● What this task involves: Please arrange every line of the data below as a Markdown table with two columns, Row and Line, numbering the rows and leaving out blank lines.

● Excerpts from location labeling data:
════════

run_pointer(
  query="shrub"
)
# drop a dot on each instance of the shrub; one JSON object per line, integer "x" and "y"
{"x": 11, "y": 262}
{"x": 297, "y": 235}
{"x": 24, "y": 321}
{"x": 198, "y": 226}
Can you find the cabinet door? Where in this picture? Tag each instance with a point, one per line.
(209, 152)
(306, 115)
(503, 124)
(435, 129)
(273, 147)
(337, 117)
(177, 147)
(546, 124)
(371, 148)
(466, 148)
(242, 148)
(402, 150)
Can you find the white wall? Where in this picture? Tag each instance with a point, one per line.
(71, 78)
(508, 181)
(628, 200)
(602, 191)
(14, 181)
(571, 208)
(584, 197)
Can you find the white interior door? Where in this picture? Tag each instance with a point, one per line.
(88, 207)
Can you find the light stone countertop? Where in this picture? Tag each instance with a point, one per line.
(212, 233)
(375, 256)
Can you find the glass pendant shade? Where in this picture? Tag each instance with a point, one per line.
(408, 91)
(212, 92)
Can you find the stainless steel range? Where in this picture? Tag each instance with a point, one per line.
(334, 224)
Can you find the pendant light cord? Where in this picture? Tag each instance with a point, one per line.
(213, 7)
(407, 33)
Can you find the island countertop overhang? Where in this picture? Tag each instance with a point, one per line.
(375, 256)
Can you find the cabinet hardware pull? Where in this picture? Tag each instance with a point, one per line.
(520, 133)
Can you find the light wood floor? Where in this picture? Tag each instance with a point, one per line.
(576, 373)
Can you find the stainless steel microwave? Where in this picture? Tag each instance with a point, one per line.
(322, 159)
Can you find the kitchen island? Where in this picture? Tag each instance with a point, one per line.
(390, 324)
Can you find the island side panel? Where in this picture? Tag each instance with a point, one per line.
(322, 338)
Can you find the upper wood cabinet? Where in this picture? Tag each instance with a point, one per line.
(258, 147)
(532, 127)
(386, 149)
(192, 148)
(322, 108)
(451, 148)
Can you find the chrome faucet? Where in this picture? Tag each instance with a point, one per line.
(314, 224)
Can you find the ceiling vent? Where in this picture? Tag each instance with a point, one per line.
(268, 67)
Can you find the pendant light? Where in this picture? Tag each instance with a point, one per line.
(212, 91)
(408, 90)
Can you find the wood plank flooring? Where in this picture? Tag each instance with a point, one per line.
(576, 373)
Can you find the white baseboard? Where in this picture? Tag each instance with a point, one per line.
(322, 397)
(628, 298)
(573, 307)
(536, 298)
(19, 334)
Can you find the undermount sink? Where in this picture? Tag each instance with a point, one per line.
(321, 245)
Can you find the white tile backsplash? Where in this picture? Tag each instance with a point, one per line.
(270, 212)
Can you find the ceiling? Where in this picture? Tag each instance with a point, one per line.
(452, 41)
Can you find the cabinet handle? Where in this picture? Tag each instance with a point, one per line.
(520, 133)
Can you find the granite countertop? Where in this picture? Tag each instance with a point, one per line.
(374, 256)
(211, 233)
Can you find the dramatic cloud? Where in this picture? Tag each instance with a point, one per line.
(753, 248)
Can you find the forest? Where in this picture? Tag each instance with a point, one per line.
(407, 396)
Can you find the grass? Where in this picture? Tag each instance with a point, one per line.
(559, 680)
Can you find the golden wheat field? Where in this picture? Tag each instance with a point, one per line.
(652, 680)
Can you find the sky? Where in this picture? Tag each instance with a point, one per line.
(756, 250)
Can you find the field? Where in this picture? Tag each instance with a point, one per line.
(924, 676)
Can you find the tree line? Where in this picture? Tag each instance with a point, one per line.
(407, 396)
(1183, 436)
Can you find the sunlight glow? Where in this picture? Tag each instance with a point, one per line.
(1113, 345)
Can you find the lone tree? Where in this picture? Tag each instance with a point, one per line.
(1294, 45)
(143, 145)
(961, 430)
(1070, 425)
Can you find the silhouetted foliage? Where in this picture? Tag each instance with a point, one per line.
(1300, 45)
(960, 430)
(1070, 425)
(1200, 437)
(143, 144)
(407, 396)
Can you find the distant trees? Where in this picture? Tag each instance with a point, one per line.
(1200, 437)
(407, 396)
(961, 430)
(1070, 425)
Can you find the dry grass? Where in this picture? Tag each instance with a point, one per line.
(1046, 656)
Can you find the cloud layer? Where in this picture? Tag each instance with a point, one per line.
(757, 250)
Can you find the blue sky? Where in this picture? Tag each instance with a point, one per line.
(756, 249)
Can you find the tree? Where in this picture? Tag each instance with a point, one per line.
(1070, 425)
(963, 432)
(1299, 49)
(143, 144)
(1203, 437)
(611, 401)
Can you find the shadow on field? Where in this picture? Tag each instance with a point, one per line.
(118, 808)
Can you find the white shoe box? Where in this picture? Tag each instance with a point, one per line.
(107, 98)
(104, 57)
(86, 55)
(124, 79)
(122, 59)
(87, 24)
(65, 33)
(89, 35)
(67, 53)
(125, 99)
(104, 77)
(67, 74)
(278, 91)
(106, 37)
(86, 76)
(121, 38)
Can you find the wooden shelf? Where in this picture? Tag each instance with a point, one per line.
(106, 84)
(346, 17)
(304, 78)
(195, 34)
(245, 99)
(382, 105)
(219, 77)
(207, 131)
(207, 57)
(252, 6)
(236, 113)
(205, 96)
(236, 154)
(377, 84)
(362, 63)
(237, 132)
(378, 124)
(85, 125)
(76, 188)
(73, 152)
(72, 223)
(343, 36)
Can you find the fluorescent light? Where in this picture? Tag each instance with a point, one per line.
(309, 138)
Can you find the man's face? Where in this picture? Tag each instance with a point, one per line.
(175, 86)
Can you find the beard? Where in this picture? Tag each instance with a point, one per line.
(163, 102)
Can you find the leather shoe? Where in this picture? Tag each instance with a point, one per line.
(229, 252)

════════

● Answer to this exercise:
| Row | Line |
|---|---|
| 1 | run_pointer( |
| 2 |   query="shrub" |
| 3 | ) |
| 4 | # drop a dot on each instance of the shrub; one JSON object per line, integer "x" and "y" |
| 5 | {"x": 11, "y": 262} |
| 6 | {"x": 297, "y": 235} |
| 7 | {"x": 24, "y": 321} |
| 8 | {"x": 198, "y": 226} |
| 9 | Can you find the cabinet door? Where in this picture? Tag each instance with a point, one per line. |
| 10 | (209, 152) |
| 11 | (306, 115) |
| 12 | (503, 124) |
| 13 | (435, 129) |
| 14 | (273, 147) |
| 15 | (337, 117) |
| 16 | (177, 147) |
| 17 | (546, 124) |
| 18 | (371, 148) |
| 19 | (466, 148) |
| 20 | (242, 148) |
| 21 | (402, 150) |
| 22 | Can you find the white wall? Where in this picture? Tag each instance with a point, one per line. |
| 23 | (71, 78) |
| 24 | (508, 181) |
| 25 | (628, 200) |
| 26 | (602, 191) |
| 27 | (14, 181) |
| 28 | (571, 208) |
| 29 | (584, 197) |
| 30 | Can you find the white interior door? Where in this picture? Tag each instance with a point, one per line. |
| 31 | (88, 207) |
| 32 | Can you find the light stone countertop? Where in this picture? Tag each instance with a point, one per line. |
| 33 | (212, 233) |
| 34 | (375, 256) |
| 35 | Can you find the glass pendant shade? Where in this picture? Tag each instance with a point, one per line. |
| 36 | (408, 91) |
| 37 | (212, 92) |
| 38 | Can you find the stainless steel range? Where in this picture? Tag each instance with a point, one per line. |
| 39 | (334, 224) |
| 40 | Can you find the pendant light cord? Where in this picture? Tag each instance with a point, one per line. |
| 41 | (213, 7) |
| 42 | (407, 33) |
| 43 | Can you find the island countertop overhang? Where in this picture? Tag each instance with a point, one per line. |
| 44 | (375, 256) |
| 45 | Can you find the cabinet hardware pull? Where in this picture? Tag each instance with a point, one per line. |
| 46 | (520, 133) |
| 47 | Can you find the light wood floor? Where in this picture? Tag each instance with a point, one per line. |
| 48 | (576, 373) |
| 49 | Can you find the stainless steel microwave? Where in this picture? Tag each instance with a point, one per line. |
| 50 | (322, 159) |
| 51 | Can you find the kitchen island? Where in this picture? Tag each instance with a point, one per line. |
| 52 | (390, 324) |
| 53 | Can you find the island side panel? Where in this picture? Tag each instance with a point, one per line. |
| 54 | (322, 338) |
| 55 | Can you find the upper wood cabinet? Where in this picture? Tag each instance with a point, one per line. |
| 56 | (258, 147) |
| 57 | (532, 127) |
| 58 | (386, 149) |
| 59 | (192, 148) |
| 60 | (322, 108) |
| 61 | (451, 148) |
| 62 | Can you find the chrome faucet? Where in this picture? Tag each instance with a point, one per line. |
| 63 | (314, 224) |
| 64 | Can you find the ceiling vent? Where in this picture? Tag each instance with a point, one per line. |
| 65 | (268, 67) |
| 66 | Can you find the pendant light? Where in this picture? Tag each instance with a point, one per line. |
| 67 | (212, 91) |
| 68 | (408, 90) |
| 69 | Can you find the wood plank flooring? Where in this picture? Tag each instance with a point, one per line. |
| 70 | (576, 373) |
| 71 | Can you find the white baseboard? Where in this picture? Tag each instance with a point, one per line. |
| 72 | (322, 397) |
| 73 | (628, 298) |
| 74 | (573, 307) |
| 75 | (536, 298) |
| 76 | (19, 334) |
| 77 | Can you find the undermount sink? Where in this picture? Tag each instance with a point, one per line. |
| 78 | (321, 245) |
| 79 | Can you find the white tile backsplash? Where in this picture? Tag each instance with a point, one per line. |
| 80 | (270, 212) |
| 81 | Can you find the ceiling? Where in this picture? Tag each instance with a point, one per line. |
| 82 | (452, 41) |
| 83 | Can you find the cabinet handle? Where in this picture? Tag each instance with a point, one per line. |
| 84 | (520, 133) |
| 85 | Can you find the granite countertop? Where in this picture? Tag each instance with a point, one per line. |
| 86 | (374, 256) |
| 87 | (211, 233) |
| 88 | Can you find the dramatic cloud? Where in this picture? Tag each instance with a point, one per line. |
| 89 | (753, 248) |
| 90 | Can you find the forest? Where in this picture? Tag each instance with a point, one per line. |
| 91 | (407, 396) |
| 92 | Can you find the grass? Where in this picture? Tag each instance with a point, one per line. |
| 93 | (559, 680) |
| 94 | Can you find the golden wheat field? Where in this picture? Tag each instance with a point, one per line. |
| 95 | (652, 680) |
| 96 | Can you find the sky? Where in this picture? Tag each instance with a point, one per line. |
| 97 | (756, 250) |
| 98 | Can you find the field? Where in this picture? Tag each instance with a point, one per line. |
| 99 | (924, 676) |
| 100 | Can you find the tree line? Where in this picture? Tag each instance with a point, one per line. |
| 101 | (407, 396) |
| 102 | (1183, 436) |
| 103 | Can you find the sunlight glow? Where in this picture? Tag each instance with a point, one per line. |
| 104 | (1113, 345) |
| 105 | Can you find the lone tree? Where in this picture? Tag each instance with a point, one per line. |
| 106 | (1294, 45) |
| 107 | (143, 145) |
| 108 | (961, 430) |
| 109 | (1070, 425) |
| 110 | Can you find the silhouetted foliage? Where in this picture? Tag each instance with a point, one per line. |
| 111 | (1300, 45) |
| 112 | (960, 430) |
| 113 | (1070, 425) |
| 114 | (1200, 437) |
| 115 | (143, 144) |
| 116 | (407, 396) |
| 117 | Can you find the distant trees? Where in this picture? Tag each instance with a point, one per line. |
| 118 | (1200, 437) |
| 119 | (407, 396) |
| 120 | (961, 430) |
| 121 | (1070, 425) |
| 122 | Can you find the dry grass? Where in this picture? Tag each instance with a point, one per line. |
| 123 | (1046, 656) |
| 124 | Can you find the cloud layer? Where in this picture? Tag each instance with a point, one per line. |
| 125 | (757, 250) |
| 126 | Can you find the blue sky? Where in this picture? Tag each instance with a point, one per line. |
| 127 | (756, 249) |
| 128 | Can you find the tree? Where in this picture? Tag each instance with a point, one per line. |
| 129 | (1070, 425) |
| 130 | (963, 432) |
| 131 | (1299, 49) |
| 132 | (143, 144) |
| 133 | (1203, 437) |
| 134 | (611, 401) |
| 135 | Can you find the shadow on field? Where in this picture? Tag each instance with a point, one per line. |
| 136 | (118, 808) |
| 137 | Can you find the white shoe box? Where in this picture? Tag each instance with a point, one per line. |
| 138 | (107, 98) |
| 139 | (104, 57) |
| 140 | (86, 55) |
| 141 | (124, 79) |
| 142 | (122, 59) |
| 143 | (87, 24) |
| 144 | (65, 33) |
| 145 | (89, 35) |
| 146 | (67, 53) |
| 147 | (125, 99) |
| 148 | (104, 77) |
| 149 | (67, 74) |
| 150 | (278, 91) |
| 151 | (106, 37) |
| 152 | (86, 76) |
| 153 | (121, 38) |
| 154 | Can you find the wooden shelf? Where in this picture? Tag each instance with a point, one per line. |
| 155 | (106, 84) |
| 156 | (346, 17) |
| 157 | (304, 78) |
| 158 | (195, 34) |
| 159 | (245, 99) |
| 160 | (382, 105) |
| 161 | (219, 77) |
| 162 | (207, 131) |
| 163 | (207, 57) |
| 164 | (252, 6) |
| 165 | (236, 113) |
| 166 | (205, 96) |
| 167 | (236, 154) |
| 168 | (377, 84) |
| 169 | (362, 63) |
| 170 | (237, 132) |
| 171 | (378, 124) |
| 172 | (85, 125) |
| 173 | (76, 188) |
| 174 | (73, 152) |
| 175 | (72, 223) |
| 176 | (343, 36) |
| 177 | Can you find the fluorescent light? Where in this picture? Tag each instance with a point, one per line. |
| 178 | (309, 138) |
| 179 | Can you find the man's face? Where in this picture? Tag each instance with a point, one per line. |
| 180 | (175, 86) |
| 181 | Can you find the beard? Where in this picture? Tag each instance with a point, one per line. |
| 182 | (163, 102) |
| 183 | Can you find the leather shoe? Where in this picture? Tag each instance with a point, one per line. |
| 184 | (229, 252) |